• PROBLEM TO SOLVE:
Wherever "church" appears in a line of the listing, report that line.

>>

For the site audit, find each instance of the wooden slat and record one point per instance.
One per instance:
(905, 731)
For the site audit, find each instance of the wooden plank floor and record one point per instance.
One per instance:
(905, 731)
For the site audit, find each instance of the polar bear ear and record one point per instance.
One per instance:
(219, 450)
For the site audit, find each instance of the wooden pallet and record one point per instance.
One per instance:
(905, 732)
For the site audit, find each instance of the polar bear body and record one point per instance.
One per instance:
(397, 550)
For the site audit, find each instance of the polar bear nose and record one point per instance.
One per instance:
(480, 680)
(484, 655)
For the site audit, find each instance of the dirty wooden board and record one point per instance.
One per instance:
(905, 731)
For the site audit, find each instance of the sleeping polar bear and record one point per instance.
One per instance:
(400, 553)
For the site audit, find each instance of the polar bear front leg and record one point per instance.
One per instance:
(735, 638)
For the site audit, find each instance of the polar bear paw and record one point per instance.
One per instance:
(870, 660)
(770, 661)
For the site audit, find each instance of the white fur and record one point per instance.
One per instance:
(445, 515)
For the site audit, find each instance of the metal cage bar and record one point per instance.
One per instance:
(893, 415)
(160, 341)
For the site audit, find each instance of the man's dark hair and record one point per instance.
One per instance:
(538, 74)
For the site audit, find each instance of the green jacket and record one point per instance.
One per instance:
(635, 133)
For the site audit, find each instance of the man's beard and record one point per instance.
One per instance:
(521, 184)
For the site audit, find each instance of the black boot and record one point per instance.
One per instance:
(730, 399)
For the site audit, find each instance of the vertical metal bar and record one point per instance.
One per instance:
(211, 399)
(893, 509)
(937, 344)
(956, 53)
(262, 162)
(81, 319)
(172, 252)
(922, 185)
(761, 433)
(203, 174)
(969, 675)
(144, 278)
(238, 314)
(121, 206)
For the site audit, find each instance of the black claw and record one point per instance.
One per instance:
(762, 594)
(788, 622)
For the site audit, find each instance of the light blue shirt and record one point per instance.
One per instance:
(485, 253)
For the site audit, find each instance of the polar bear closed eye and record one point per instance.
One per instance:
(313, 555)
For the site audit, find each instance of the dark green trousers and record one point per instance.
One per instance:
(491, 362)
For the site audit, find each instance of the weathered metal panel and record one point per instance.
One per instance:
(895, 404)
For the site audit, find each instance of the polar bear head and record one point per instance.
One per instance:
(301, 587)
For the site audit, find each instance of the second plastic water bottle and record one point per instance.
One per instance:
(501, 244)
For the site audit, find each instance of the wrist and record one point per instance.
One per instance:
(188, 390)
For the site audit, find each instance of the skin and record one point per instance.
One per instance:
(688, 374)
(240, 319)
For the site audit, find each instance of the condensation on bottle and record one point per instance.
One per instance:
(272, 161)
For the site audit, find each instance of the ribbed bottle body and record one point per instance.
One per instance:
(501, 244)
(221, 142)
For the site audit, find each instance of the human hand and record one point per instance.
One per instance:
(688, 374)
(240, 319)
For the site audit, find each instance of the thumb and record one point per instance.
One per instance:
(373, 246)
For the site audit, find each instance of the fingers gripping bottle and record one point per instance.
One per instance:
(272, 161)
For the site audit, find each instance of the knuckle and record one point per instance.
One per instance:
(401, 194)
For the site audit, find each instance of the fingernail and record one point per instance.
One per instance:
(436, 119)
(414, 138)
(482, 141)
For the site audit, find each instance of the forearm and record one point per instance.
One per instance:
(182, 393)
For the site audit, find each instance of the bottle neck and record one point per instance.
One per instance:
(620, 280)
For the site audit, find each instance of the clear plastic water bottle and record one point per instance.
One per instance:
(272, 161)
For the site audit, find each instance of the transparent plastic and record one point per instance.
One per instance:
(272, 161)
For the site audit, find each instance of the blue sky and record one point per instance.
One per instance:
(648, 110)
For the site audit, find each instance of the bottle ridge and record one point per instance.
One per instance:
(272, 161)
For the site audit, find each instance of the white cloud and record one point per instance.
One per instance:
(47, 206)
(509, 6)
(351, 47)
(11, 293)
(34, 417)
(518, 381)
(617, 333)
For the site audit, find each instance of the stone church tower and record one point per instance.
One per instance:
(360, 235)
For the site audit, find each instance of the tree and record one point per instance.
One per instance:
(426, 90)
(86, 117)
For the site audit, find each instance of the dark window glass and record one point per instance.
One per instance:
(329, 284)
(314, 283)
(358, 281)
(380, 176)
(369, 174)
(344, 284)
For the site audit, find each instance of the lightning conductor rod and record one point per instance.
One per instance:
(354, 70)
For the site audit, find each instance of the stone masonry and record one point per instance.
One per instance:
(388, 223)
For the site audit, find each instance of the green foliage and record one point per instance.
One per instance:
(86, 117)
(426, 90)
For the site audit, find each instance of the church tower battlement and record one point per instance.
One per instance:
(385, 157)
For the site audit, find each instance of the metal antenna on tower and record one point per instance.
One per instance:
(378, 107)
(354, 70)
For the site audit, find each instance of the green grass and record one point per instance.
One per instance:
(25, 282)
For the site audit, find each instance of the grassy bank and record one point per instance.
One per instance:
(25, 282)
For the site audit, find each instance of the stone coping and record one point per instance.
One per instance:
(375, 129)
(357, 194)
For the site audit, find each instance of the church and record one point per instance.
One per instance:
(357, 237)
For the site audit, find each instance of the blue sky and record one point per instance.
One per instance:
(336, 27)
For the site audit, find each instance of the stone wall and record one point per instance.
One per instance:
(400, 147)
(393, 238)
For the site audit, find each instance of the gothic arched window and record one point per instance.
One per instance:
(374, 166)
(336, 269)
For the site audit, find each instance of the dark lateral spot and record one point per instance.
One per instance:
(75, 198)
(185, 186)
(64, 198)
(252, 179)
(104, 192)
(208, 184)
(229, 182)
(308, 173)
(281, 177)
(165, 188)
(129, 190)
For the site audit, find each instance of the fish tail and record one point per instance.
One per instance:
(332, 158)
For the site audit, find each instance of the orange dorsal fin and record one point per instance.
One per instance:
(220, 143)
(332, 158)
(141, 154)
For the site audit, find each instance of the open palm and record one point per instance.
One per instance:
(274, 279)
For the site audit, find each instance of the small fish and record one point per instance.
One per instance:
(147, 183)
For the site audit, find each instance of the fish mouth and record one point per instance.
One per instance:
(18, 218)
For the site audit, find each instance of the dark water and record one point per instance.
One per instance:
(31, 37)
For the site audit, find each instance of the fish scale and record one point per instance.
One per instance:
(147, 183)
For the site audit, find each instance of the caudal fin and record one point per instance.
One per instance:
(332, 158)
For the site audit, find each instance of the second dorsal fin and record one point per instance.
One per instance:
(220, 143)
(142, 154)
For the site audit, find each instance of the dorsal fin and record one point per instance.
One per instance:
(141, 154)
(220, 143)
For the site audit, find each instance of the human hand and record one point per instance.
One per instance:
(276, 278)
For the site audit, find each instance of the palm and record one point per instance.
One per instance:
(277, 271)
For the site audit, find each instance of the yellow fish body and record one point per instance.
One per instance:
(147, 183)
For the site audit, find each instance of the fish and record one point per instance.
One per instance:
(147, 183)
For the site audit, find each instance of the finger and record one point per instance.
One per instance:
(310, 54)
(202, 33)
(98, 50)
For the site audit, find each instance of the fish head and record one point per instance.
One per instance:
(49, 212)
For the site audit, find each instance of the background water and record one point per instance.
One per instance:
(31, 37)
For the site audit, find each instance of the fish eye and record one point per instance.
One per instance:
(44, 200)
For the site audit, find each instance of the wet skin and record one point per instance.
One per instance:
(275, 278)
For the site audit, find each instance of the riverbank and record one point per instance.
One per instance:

<<
>>

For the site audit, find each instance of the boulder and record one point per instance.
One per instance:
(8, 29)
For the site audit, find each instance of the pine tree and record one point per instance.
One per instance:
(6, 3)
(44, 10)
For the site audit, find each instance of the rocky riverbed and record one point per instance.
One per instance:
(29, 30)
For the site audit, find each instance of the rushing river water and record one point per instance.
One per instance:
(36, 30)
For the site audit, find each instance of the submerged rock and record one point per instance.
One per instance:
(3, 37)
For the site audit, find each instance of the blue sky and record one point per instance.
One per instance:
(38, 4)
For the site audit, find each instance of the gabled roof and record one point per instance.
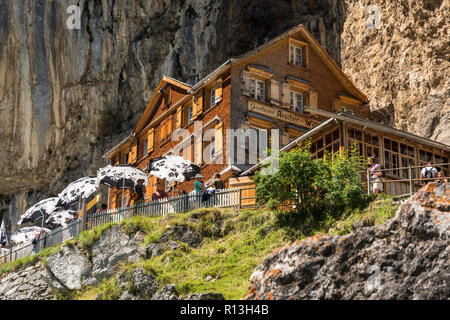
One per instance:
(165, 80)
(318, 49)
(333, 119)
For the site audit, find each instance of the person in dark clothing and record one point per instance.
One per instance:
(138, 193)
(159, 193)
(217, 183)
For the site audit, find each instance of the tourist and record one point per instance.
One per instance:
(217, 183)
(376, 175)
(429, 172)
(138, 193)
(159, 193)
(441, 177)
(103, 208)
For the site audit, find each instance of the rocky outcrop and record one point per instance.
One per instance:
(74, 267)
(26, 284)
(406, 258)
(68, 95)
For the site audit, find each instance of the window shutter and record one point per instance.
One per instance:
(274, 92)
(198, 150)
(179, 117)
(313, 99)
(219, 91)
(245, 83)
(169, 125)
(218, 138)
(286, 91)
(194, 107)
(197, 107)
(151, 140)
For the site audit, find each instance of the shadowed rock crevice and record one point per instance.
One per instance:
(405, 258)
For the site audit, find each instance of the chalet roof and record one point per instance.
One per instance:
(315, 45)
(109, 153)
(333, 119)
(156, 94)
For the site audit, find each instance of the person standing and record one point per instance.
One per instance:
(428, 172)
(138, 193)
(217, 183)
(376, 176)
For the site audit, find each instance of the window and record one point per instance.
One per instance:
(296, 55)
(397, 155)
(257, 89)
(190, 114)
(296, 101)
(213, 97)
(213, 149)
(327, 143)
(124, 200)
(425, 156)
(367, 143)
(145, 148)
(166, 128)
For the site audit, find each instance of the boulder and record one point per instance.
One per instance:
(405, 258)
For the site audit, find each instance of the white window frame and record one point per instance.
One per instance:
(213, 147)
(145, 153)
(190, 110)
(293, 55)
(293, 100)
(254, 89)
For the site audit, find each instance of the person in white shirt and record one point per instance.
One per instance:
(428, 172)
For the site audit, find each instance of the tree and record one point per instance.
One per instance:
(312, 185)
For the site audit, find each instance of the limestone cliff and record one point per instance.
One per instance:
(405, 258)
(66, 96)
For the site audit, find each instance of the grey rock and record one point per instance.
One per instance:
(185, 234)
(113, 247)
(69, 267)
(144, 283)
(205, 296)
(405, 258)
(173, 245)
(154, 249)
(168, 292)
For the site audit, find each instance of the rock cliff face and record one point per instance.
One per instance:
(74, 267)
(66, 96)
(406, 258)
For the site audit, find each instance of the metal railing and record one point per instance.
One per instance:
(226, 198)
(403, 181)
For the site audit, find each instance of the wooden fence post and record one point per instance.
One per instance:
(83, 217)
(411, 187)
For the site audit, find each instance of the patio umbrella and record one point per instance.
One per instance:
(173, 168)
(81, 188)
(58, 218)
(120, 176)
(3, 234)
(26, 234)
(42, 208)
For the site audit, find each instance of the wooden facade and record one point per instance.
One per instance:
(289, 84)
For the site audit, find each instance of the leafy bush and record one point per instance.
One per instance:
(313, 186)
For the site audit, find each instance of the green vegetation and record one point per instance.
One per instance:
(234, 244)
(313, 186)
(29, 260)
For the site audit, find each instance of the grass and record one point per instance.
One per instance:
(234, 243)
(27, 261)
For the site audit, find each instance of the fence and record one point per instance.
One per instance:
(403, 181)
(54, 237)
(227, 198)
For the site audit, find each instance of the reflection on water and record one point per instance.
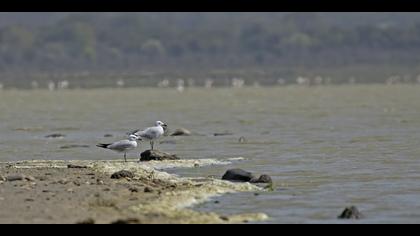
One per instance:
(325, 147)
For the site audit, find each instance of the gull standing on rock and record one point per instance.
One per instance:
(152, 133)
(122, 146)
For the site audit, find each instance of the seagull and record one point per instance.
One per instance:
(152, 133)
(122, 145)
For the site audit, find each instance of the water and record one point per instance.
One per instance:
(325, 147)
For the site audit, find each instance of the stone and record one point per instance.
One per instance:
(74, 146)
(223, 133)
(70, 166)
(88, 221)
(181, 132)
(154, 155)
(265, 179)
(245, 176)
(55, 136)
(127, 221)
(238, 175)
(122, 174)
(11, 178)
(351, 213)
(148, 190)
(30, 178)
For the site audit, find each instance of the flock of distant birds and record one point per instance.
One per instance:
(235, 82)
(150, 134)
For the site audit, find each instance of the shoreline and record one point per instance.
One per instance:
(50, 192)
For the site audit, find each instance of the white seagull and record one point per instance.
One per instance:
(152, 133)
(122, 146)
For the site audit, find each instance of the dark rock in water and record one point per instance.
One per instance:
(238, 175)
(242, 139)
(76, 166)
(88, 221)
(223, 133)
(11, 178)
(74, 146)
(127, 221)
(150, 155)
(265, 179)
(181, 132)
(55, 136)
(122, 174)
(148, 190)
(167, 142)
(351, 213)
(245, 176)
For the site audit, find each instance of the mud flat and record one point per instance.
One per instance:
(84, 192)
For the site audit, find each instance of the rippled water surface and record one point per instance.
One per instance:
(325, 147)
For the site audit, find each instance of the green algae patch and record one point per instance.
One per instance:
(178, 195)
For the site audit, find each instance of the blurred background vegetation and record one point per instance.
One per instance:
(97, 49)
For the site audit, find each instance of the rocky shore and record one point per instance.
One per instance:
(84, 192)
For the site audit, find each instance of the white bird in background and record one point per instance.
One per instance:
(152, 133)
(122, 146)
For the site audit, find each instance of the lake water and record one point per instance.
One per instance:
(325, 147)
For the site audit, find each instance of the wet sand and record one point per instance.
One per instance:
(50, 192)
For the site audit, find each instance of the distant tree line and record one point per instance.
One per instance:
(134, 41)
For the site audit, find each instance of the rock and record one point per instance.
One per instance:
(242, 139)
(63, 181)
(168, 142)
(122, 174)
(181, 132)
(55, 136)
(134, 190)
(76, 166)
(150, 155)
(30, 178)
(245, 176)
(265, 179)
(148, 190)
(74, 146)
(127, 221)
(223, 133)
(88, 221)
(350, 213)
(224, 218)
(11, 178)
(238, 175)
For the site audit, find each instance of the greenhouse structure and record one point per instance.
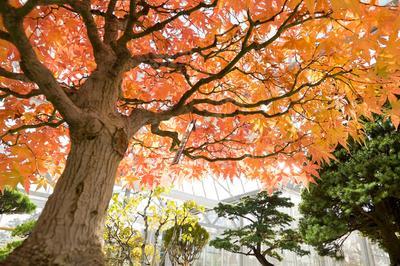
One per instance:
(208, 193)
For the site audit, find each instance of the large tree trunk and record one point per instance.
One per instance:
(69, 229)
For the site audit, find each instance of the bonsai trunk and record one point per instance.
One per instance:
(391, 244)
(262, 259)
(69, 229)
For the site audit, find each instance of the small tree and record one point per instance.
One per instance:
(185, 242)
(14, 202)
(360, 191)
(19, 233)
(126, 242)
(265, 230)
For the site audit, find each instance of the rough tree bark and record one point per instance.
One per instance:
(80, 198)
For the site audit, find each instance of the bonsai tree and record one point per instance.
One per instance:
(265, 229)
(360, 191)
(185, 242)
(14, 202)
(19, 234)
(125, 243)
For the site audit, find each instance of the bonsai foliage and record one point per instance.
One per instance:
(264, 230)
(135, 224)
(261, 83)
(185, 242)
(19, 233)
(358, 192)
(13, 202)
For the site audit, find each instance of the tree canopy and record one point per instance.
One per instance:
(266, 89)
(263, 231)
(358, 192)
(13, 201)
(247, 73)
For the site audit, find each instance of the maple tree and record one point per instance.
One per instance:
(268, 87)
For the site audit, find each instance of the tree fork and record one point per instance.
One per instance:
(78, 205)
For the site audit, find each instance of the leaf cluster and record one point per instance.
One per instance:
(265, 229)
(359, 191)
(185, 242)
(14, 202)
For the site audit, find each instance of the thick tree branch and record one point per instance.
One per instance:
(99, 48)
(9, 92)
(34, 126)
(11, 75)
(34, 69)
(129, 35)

<<
>>

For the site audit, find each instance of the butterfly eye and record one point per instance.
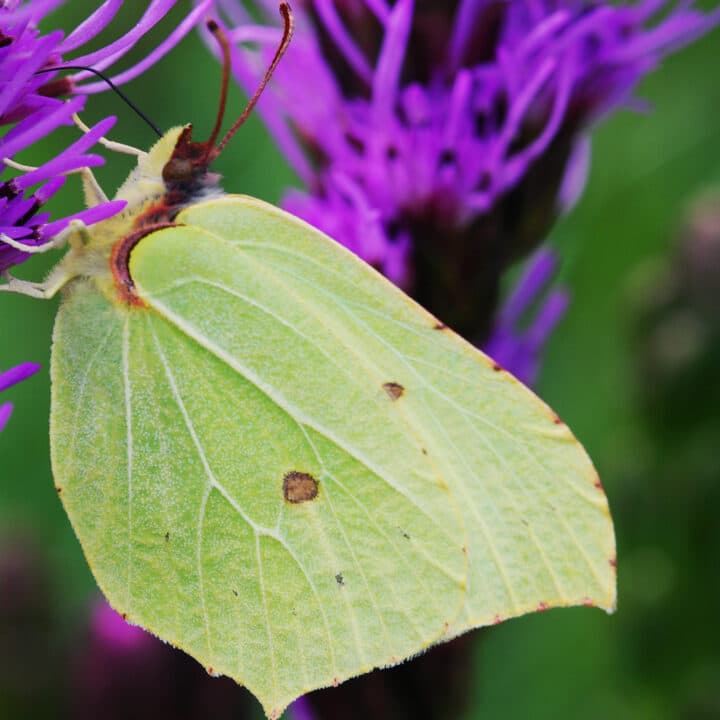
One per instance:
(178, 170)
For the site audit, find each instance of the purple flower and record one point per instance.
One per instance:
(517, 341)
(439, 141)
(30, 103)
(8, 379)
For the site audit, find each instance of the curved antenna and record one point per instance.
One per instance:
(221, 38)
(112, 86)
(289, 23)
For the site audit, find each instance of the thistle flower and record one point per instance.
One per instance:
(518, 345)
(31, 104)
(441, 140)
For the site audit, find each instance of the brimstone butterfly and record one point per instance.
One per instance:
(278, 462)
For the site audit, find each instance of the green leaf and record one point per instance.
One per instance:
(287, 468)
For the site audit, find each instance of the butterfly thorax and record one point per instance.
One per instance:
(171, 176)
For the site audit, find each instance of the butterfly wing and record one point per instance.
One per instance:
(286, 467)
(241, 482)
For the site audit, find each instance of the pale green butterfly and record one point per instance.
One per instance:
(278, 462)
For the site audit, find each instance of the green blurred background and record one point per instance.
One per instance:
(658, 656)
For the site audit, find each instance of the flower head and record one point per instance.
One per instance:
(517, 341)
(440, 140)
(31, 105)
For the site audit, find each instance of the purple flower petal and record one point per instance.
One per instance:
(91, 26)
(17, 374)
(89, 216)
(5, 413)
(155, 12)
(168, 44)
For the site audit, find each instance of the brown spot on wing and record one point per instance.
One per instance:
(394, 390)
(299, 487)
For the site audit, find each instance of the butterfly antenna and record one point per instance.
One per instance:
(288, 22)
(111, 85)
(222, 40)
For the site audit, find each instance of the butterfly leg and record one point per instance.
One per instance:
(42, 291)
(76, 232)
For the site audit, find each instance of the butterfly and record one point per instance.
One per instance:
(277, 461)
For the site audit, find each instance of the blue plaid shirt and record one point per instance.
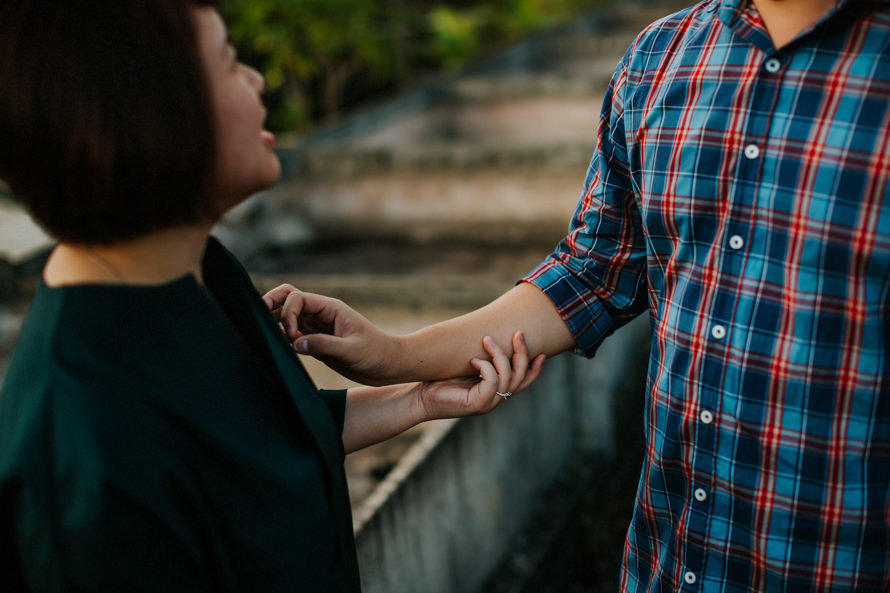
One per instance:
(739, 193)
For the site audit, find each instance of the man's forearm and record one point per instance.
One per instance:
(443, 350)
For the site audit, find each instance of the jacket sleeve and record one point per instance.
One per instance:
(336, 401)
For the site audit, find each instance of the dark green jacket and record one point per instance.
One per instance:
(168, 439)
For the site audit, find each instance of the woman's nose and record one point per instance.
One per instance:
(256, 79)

<<

• RESULT OF THIS TASK:
For the site audit, find each instance of the stone church tower and record one point per instance.
For the site audit, find each instance of the church tower battlement and record one point per instance.
For the site audit, find each instance of the church and record one point per instance.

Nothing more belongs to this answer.